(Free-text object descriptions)
....................

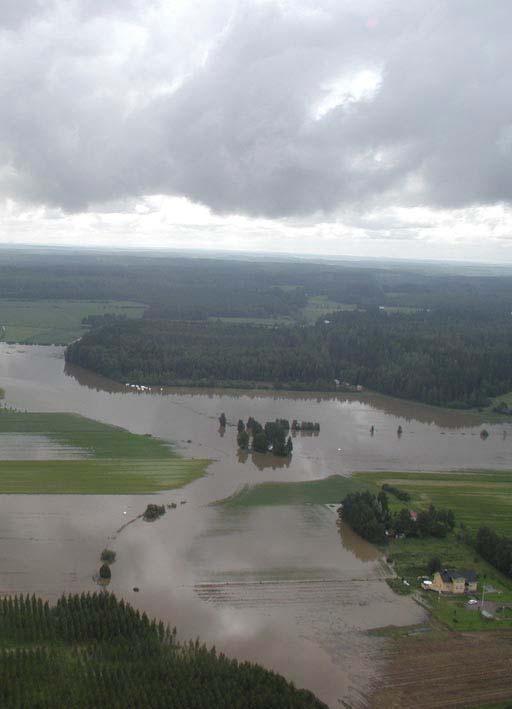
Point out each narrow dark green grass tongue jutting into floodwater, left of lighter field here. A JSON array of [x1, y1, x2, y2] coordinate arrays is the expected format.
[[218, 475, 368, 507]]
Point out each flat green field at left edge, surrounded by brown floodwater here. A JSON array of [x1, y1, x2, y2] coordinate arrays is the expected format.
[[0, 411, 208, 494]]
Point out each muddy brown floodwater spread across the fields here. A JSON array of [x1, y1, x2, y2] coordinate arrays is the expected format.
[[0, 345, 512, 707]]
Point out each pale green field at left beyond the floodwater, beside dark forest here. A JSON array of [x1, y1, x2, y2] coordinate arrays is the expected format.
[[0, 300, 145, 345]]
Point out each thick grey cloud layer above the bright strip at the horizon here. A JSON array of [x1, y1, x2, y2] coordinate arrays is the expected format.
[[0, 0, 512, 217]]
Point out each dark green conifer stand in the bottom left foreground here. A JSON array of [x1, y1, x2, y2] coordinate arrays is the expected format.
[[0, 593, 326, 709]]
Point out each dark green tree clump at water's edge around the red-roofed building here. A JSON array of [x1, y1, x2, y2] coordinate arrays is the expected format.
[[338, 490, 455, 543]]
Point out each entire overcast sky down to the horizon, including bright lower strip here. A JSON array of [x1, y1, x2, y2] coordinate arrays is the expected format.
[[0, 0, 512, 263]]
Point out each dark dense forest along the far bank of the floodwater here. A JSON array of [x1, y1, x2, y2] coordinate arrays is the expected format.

....................

_Problem description_.
Copy each line above exactly, with no images.

_Answer for the task_.
Point out each narrow dark green grass tongue jutting into floodwater, left of lighter field here. A JSON array of [x1, y1, x2, y2] coordinate arrays is the expected format.
[[218, 475, 368, 507]]
Point out each flat green field at left edge, surrounded by brown floodwater here. A JSON array of [x1, y1, x2, y2] coordinate arrays is the expected format.
[[0, 411, 208, 494]]
Point out each muddy brown floodwater spread across the fields here. A JSON array of [x1, y1, x2, y2] coordinate arrays is the expected format.
[[0, 345, 512, 707]]
Point out each pale green field at left beyond the floodwater, beside dark forest here. A JSON array of [x1, y1, x2, y2] coordinate arrays is the expected format.
[[0, 300, 145, 345]]
Point out each thick grey cloud layer above the bright strip at the horizon here. A JSON array of [x1, y1, x2, y2] coordinate arrays is the expected format.
[[0, 0, 512, 217]]
Point out each dark green conifer stand in the bottom left foreground here. A JSON array of [x1, y1, x2, y2] coordinate arrays is the expected format.
[[0, 593, 326, 709]]
Point out each dark green tree clump at water's edge around the red-roofed building here. A JSON array of [x1, y1, x2, y2] coordinate arrays is the expected format.
[[338, 490, 455, 543]]
Point out each entire overcast sky down to the horizon, including bright lower strip here. A JSON array of [x1, y1, x2, y2] coordinate arrays is the expected format.
[[0, 0, 512, 263]]
Point out each dark dense forest along the far bank of the floodwater here. A JSON array of [x1, y1, x2, y2] coordinate arrays is the expected format.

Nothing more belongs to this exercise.